**Document text:**
+ + + +

Screens at 8 p.m. April 9 and 4:25 p.m. April 13 at Cinemark Palace
7. Prisoner X
“Paranoia—it’s the greatest weapon there is.” So says a prominent character in this sleek, dystopian and propulsive Canadian thriller set in a secret government prison in which genetic experimentation and mind control are par for the course. Still, CIA agent Carmen Reese hasn’t seen anything quite like her latest case: the time-traveling terrorist on whom the world (naturally) hands in balance.
Screens at 9:30 p.m. April 8 at G Star Studios in West Palm Beach and 8:15 p.m. April 11 at Muvico Parisian
6. Silver Skies
“Silver Skies” is an endangered species: an ensemble dramedy offering complex roles for actors of a certain age. It’s set in a 55-and-older community whose development is sold from under them, with plans for it to be rebuilt into condos, to the chagrin of its eccentric and opinionated residents. Palm Beach’s own golden movie god, George Hamilton, leads a cast that includes Valerie Perrine, Alex Rocco and Barbara Bain, in PBIFF’s Closing Night Film.

+ + + +

**What is required:**
Please say whether each statement agrees with the film listings above, answering yes or no and quoting the deciding words: (a) "Prisoner X" is set in a secret government prison. (b) "Silver Skies" is PBIFF's Opening Night Film. (c) George Hamilton leads the cast of "Silver Skies."

**Given information:**

+ + + +

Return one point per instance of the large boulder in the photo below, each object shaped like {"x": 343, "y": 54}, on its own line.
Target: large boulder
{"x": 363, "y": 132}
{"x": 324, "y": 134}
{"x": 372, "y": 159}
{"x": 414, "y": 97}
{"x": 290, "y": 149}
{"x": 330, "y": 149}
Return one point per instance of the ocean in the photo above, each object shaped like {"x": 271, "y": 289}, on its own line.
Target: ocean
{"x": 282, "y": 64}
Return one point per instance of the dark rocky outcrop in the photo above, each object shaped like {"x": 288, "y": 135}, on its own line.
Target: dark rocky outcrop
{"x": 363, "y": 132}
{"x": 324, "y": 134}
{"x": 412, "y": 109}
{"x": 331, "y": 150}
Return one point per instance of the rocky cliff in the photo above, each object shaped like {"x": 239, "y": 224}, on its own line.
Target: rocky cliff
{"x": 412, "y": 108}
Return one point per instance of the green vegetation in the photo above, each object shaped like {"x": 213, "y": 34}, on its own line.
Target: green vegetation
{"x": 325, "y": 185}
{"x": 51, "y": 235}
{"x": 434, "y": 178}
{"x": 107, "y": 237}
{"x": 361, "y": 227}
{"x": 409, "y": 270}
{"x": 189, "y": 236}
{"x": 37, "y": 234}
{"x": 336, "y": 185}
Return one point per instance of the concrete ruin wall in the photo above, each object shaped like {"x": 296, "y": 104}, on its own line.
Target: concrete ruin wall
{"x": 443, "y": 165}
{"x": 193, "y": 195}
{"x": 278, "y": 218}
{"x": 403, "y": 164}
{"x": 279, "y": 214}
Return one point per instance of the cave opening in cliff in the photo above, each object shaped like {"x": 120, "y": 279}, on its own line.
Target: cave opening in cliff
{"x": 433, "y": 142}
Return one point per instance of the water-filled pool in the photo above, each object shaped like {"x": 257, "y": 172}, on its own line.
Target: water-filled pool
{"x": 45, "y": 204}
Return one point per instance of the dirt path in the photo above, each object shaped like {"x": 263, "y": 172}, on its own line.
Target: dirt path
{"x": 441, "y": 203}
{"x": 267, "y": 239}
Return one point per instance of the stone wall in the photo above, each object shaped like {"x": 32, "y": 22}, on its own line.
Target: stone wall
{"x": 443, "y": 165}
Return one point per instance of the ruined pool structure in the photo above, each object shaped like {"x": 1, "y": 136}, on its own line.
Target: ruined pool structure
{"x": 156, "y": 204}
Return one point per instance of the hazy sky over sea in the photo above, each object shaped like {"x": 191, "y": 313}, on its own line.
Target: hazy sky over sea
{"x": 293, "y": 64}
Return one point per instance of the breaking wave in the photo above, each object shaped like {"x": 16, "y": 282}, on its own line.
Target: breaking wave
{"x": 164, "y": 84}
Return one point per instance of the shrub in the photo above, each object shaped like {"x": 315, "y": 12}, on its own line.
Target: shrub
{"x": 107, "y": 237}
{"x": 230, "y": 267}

+ + + +

**Answer box:**
(a) Yes: "set in a secret government prison"
(b) No: "in PBIFF’s Closing Night Film"
(c) Yes: "George Hamilton, leads a cast"